Recipes Regurgitated: Soups Need Flava

Earlier this week, I said I'd try out a couple of new soup recipes from The New York Times to see if they'd fit my ease/healthiness/expense categories. While neither of them were breakaway hits, I guess they could have potential for someone out there, but it's a matter of taste (hahahaha! see? because I'm talking about food! anyway...). I'm always disappointed when a recipe comes out pretty crappily, especially because I usually end up putting in a lot of effort to be rewarded with something that magically takes my hunger away without filling up my stomach (I could start a new diet craze of preparing, and then being scared to eat, disgusting food).

So how did the recipes stack up? The answer: in half-filled bowls in my sink. Yeah, they were not great. But how not great were they? The answer: well, I'll tell you, using my handy-dandy review system.
Recipes will be given one to five happy cleavers (*) for the following categories:
Shopping ease -- which includes convenience of finding items and cost
Preparation -- for it to be a regular weekday recipe, it should require no more than half an hour of actual work. Also did the preparation require special tools? How many knives did I go through? Big clean-up afterward?

::::::::

- Directives
A. For each statement about the soup recipe post, say whether it agrees with the post (yes or no), and quote the words that decide it.
(i) The soup recipes came from The New York Times.
(ii) One of the two recipes turned out to be a breakaway hit.
(iii) A regular weekday recipe should take no more than half an hour of actual work.
B. According to the soup recipe post, what does the shopping ease category include?
Work only from the post above.

Dataset entries:
::::::::

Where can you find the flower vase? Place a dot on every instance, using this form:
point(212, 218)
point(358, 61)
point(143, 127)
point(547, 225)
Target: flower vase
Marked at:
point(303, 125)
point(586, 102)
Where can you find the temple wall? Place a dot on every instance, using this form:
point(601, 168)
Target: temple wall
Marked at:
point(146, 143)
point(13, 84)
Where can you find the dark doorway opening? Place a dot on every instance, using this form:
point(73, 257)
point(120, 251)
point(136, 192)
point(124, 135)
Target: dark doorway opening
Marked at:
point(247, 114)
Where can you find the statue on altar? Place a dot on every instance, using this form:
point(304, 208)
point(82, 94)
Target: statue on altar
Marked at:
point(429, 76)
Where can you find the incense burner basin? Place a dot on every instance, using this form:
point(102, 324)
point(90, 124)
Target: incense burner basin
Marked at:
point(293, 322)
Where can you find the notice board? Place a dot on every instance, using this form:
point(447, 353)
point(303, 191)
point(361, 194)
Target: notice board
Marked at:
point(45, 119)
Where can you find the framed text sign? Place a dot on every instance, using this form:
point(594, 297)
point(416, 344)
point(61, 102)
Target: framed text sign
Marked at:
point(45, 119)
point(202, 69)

::::::::

- Replies
A.
(i) Yes: "a couple of new soup recipes from The New York Times"
(ii) No: "neither of them were breakaway hits"
(iii) Yes: "it should require no more than half an hour of actual work"

B. The convenience of finding items and their cost.